BEGIN RECORDS TO PROCESS
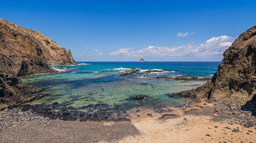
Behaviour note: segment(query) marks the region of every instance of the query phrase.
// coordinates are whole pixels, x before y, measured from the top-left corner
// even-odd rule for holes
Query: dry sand
[[[213,105],[203,103],[161,113],[134,109],[130,121],[19,122],[2,130],[0,142],[256,142],[255,128],[241,126],[224,113],[215,116]]]

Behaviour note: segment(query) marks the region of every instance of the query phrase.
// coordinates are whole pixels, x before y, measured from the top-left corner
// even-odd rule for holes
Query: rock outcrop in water
[[[218,71],[202,86],[182,96],[220,100],[233,94],[256,95],[256,26],[243,32],[224,53]]]
[[[42,89],[17,77],[50,71],[50,65],[77,64],[71,52],[41,33],[0,18],[0,109],[24,103]]]
[[[139,62],[145,62],[145,61],[144,60],[143,58],[141,58],[141,59],[139,60]]]
[[[41,33],[0,18],[0,72],[20,76],[48,72],[50,65],[76,64],[69,50]]]
[[[23,83],[18,77],[0,73],[0,109],[39,98],[42,95],[35,93],[41,90]]]

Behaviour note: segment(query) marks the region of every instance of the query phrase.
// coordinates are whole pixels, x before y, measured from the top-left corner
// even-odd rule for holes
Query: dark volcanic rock
[[[218,71],[202,86],[182,92],[181,96],[216,101],[243,93],[256,95],[256,26],[240,35],[224,53]]]
[[[119,74],[119,76],[127,76],[127,75],[133,74],[137,73],[138,72],[139,72],[139,70],[137,69],[131,69],[130,70],[126,70],[124,71],[124,72]]]
[[[147,98],[147,97],[144,95],[138,95],[135,97],[132,97],[131,98],[135,100],[142,100]]]
[[[22,82],[18,77],[0,73],[0,109],[39,98],[42,95],[36,93],[41,90]]]
[[[149,70],[146,71],[146,73],[151,73],[151,72],[164,72],[164,71],[162,71],[162,70]]]
[[[71,52],[41,33],[0,18],[0,108],[24,103],[41,90],[16,76],[49,72],[49,65],[77,64]]]

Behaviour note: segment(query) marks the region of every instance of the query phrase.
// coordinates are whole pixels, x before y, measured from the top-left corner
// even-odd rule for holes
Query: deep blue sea
[[[52,104],[77,109],[104,105],[106,110],[125,110],[133,108],[176,106],[186,99],[168,95],[196,88],[206,81],[177,80],[158,77],[198,76],[211,77],[220,62],[80,62],[78,65],[50,66],[55,73],[32,75],[22,79],[28,84],[46,88],[47,96],[30,104]],[[125,70],[136,68],[137,74],[120,76]],[[149,70],[162,72],[141,74]],[[141,73],[141,74],[140,74]],[[146,100],[133,101],[137,95],[147,95]]]

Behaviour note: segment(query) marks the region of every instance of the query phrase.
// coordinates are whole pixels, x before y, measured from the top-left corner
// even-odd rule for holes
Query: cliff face
[[[0,109],[40,97],[41,89],[16,76],[47,72],[50,65],[77,64],[71,55],[39,32],[0,18]]]
[[[76,64],[69,50],[41,33],[0,18],[0,72],[20,76],[48,72],[50,65]]]
[[[42,95],[35,94],[41,90],[23,83],[18,77],[0,73],[0,109],[39,97]]]
[[[235,93],[256,95],[256,26],[240,34],[224,52],[211,79],[179,95],[218,100]]]

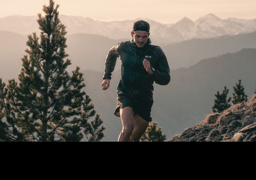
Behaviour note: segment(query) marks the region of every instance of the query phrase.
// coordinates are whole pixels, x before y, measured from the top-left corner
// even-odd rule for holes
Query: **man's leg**
[[[142,119],[139,115],[134,116],[134,127],[130,137],[130,141],[139,141],[141,136],[147,130],[149,122]]]
[[[134,112],[132,108],[130,107],[120,108],[120,116],[123,129],[119,135],[118,141],[129,141],[134,127]]]

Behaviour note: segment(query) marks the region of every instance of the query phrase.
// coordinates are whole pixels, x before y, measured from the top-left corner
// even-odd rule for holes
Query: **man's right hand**
[[[110,80],[105,79],[102,83],[102,90],[106,90],[109,87],[109,84],[110,83]]]

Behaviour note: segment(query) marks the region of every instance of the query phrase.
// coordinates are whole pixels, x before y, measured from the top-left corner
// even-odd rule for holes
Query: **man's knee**
[[[124,137],[129,137],[131,136],[131,135],[132,135],[133,130],[133,127],[124,127],[123,130],[122,130],[122,133]]]

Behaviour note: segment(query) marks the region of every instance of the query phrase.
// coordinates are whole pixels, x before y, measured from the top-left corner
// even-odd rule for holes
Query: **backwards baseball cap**
[[[134,22],[132,27],[132,31],[144,31],[149,32],[149,24],[143,20]]]

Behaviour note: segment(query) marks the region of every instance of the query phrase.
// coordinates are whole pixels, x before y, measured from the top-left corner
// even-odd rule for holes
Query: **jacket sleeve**
[[[155,72],[152,75],[155,82],[160,85],[166,85],[170,81],[170,69],[166,57],[159,47],[160,52]]]
[[[112,72],[114,71],[115,66],[117,62],[117,59],[119,57],[117,53],[117,49],[120,43],[113,47],[108,52],[106,60],[105,61],[105,67],[104,69],[104,74],[103,79],[111,79]]]

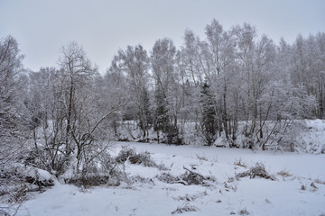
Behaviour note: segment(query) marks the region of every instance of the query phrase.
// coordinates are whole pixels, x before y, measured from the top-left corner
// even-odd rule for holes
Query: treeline
[[[1,163],[27,138],[39,166],[59,172],[73,157],[86,172],[125,121],[144,141],[154,131],[183,144],[192,124],[205,145],[265,148],[288,144],[293,120],[324,118],[324,32],[275,44],[250,24],[225,31],[213,20],[205,34],[186,31],[180,48],[168,38],[149,51],[127,46],[104,76],[76,42],[58,68],[26,71],[17,41],[1,39]]]

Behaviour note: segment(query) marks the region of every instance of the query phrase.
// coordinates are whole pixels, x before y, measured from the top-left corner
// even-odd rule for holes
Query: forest
[[[116,50],[105,74],[76,41],[57,66],[25,69],[19,41],[1,38],[0,166],[110,174],[114,140],[293,151],[296,121],[325,117],[325,33],[275,43],[248,23],[204,30],[179,48]]]

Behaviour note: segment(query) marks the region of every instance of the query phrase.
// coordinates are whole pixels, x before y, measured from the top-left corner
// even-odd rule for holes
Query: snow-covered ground
[[[125,142],[116,143],[112,154],[122,146],[150,152],[168,170],[126,162],[129,184],[81,190],[56,182],[17,215],[325,215],[325,155]],[[236,179],[257,162],[276,180]],[[206,186],[158,179],[180,176],[183,167],[215,181]]]

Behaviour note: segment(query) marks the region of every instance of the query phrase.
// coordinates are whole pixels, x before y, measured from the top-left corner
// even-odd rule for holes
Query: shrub
[[[249,176],[249,178],[255,178],[255,176],[259,176],[265,179],[271,179],[272,181],[276,180],[275,176],[273,175],[269,175],[266,170],[265,166],[262,163],[256,163],[255,166],[250,167],[248,171],[238,173],[236,175],[236,177],[241,178]]]
[[[178,207],[176,210],[172,212],[172,214],[179,214],[179,213],[185,213],[189,212],[198,212],[200,209],[193,205],[186,204],[183,207]]]

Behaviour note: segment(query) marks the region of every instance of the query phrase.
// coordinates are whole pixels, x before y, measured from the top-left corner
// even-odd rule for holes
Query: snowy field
END RECORDS TO PROCESS
[REQUIRED TASK] Return each line exactly as written. Any picture gets left out.

[THE COMPLETED TASK]
Behaviour note: segment(query) marks the region of every instance of the query phrase.
// coordinates are whole pixels, x before y, measured from the top-left corner
// even-odd rule for holes
Query: dry sand
[[[213,105],[203,103],[161,113],[134,109],[130,121],[19,122],[2,130],[0,142],[256,142],[255,128],[241,126],[224,113],[215,116]]]

Behaviour note: segment(query) marks the region of every instance of the query phrase.
// coordinates are whole pixels, x before y, measured from the top-left corner
// even-odd rule for holes
Query: rock outcrop in water
[[[218,71],[202,86],[182,96],[220,100],[233,94],[256,95],[256,26],[243,32],[224,53]]]
[[[42,89],[17,77],[50,71],[50,65],[77,64],[71,52],[41,33],[0,18],[0,109],[24,103]]]
[[[139,62],[145,62],[145,61],[144,60],[143,58],[141,58],[141,59],[139,60]]]
[[[41,33],[0,18],[0,72],[20,76],[48,72],[50,65],[76,64],[69,50]]]
[[[23,83],[18,77],[0,73],[0,109],[39,98],[42,95],[35,93],[41,90]]]

Behaviour note: segment(query) marks the region of every instance of the query phrase.
// coordinates are whole pixels, x before y, measured from the top-left corner
// even-odd rule for holes
Query: dark volcanic rock
[[[218,71],[202,86],[182,92],[181,96],[216,101],[243,93],[256,95],[256,26],[240,35],[224,53]]]
[[[119,74],[119,76],[127,76],[127,75],[133,74],[137,73],[138,72],[139,72],[139,70],[137,69],[131,69],[130,70],[126,70],[124,71],[124,72]]]
[[[147,98],[147,97],[144,95],[138,95],[135,97],[132,97],[131,98],[135,100],[142,100]]]
[[[22,82],[18,77],[0,73],[0,109],[39,98],[42,95],[36,93],[41,90]]]
[[[149,70],[146,71],[146,73],[151,73],[151,72],[164,72],[164,71],[162,71],[162,70]]]
[[[71,52],[41,33],[0,18],[0,108],[24,103],[41,90],[16,76],[49,72],[49,65],[77,64]]]

Behaviour note: segment(query) marks the region of every instance of the query phrase.
// coordinates are whole pixels, x before y, measured from the top-left corner
// even-odd rule for holes
Query: deep blue sea
[[[52,104],[77,109],[104,105],[106,110],[125,110],[133,108],[176,106],[186,99],[168,95],[196,88],[206,81],[177,80],[158,77],[198,76],[211,77],[220,62],[80,62],[78,65],[50,66],[55,73],[32,75],[22,79],[28,84],[46,88],[47,96],[30,104]],[[125,70],[136,68],[137,74],[120,76]],[[149,70],[162,72],[141,74]],[[141,73],[141,74],[140,74]],[[146,100],[133,101],[137,95],[147,95]]]

Behaviour note: segment(query) marks the region of every instance of the query phrase.
// coordinates are whole pixels, x before y, measured from the top-left corner
// even-odd rule for holes
Query: cliff face
[[[0,109],[40,97],[41,89],[16,76],[47,72],[50,65],[77,64],[71,55],[39,32],[0,18]]]
[[[76,64],[69,50],[41,33],[0,18],[0,72],[20,76],[48,72],[50,65]]]
[[[42,95],[35,94],[41,90],[23,83],[18,77],[0,73],[0,109],[39,97]]]
[[[235,93],[256,95],[256,26],[240,34],[224,52],[211,79],[179,95],[218,100]]]

Behaviour note: segment(query) marks the region of every instance of the query phrase.
// coordinates are whole pixels, x before y, measured from the top-left corner
// even-odd rule for holes
Query: **man's leg**
[[[142,119],[139,115],[134,116],[134,127],[130,137],[130,141],[139,141],[141,136],[147,130],[149,122]]]
[[[134,112],[132,108],[130,107],[120,108],[120,116],[123,129],[119,135],[118,141],[129,141],[134,127]]]

Behaviour note: segment(query) marks the region of every instance of the query phrase.
// coordinates are whole pixels, x before y, measured from the top-left corner
// even-odd rule for holes
Query: **man's right hand**
[[[110,80],[105,79],[102,83],[102,90],[106,90],[109,87],[109,84],[110,83]]]

Behaviour note: segment(query) marks the region of every instance of the query phrase.
// coordinates are whole pixels, x before y, measured from the top-left corner
// even-odd rule for holes
Query: **man's knee**
[[[124,137],[129,137],[131,136],[131,135],[132,135],[133,130],[133,127],[124,127],[123,130],[122,130],[122,133]]]

Behaviour note: segment(query) marks the region of every instance of the query phrase.
// coordinates are whole pixels, x before y, measured from the top-left corner
// even-odd rule for holes
Query: **backwards baseball cap**
[[[134,22],[132,27],[132,31],[144,31],[149,32],[149,24],[143,20]]]

Behaviour note: segment(query) marks the region of every instance of the query phrase.
// coordinates are whole pixels, x before y, measured from the top-left corner
// even-odd rule for holes
Query: **jacket sleeve**
[[[155,72],[152,75],[155,82],[160,85],[166,85],[170,81],[170,69],[166,57],[159,47],[160,52]]]
[[[112,72],[114,71],[115,66],[117,62],[117,59],[119,57],[117,53],[117,49],[120,43],[113,47],[108,52],[106,60],[105,61],[105,67],[104,69],[104,74],[103,79],[111,79]]]

Behaviour note: segment(query) marks the region of every instance of the query phrase.
// coordinates are whole pixels, x before y, measured from the top-left corner
// even-odd rule for holes
Query: treeline
[[[1,163],[27,138],[39,166],[59,172],[73,157],[86,172],[125,121],[144,141],[154,131],[183,144],[192,124],[205,145],[265,148],[288,144],[293,120],[324,118],[324,32],[275,44],[250,24],[225,31],[213,20],[205,34],[186,31],[180,48],[168,38],[149,51],[127,46],[104,76],[76,42],[58,68],[26,71],[17,41],[1,39]]]

Behaviour note: segment(query) marks the region of every instance of the query phrase.
// coordinates are whole pixels, x before y, measured from the top-left corner
// even-odd rule for holes
Query: forest
[[[116,50],[105,74],[76,41],[57,66],[25,69],[19,41],[1,38],[0,166],[110,174],[114,140],[293,151],[296,121],[325,117],[325,33],[275,43],[248,23],[204,30],[179,48]]]

Behaviour note: segment(query) marks the region of every instance of the query phrase.
// coordinates are whole pixels, x before y, measured from the top-left corner
// even-odd rule for holes
Query: snow-covered ground
[[[125,142],[116,143],[112,154],[122,146],[150,152],[168,170],[126,162],[129,184],[81,190],[56,182],[17,215],[325,215],[325,155]],[[236,179],[257,162],[276,180]],[[206,186],[158,179],[180,176],[183,167],[215,181]]]

Behaviour note: segment(query) marks the region of every instance of the query phrase.
// coordinates are whole pixels, x before y, measured from the top-left corner
// even-odd rule for holes
Query: shrub
[[[249,176],[249,178],[255,178],[255,176],[259,176],[265,179],[271,179],[272,181],[276,180],[275,176],[273,175],[269,175],[266,170],[265,166],[262,163],[256,163],[255,166],[250,167],[248,171],[238,173],[236,175],[236,177],[241,178]]]
[[[178,207],[176,210],[172,212],[172,214],[179,214],[179,213],[185,213],[189,212],[198,212],[200,209],[193,205],[186,204],[183,207]]]

Behaviour note: segment(query) marks the region of every instance of the query phrase.
// coordinates are whole pixels, x before y, measured from the top-left corner
// even-odd rule for holes
Query: snowy field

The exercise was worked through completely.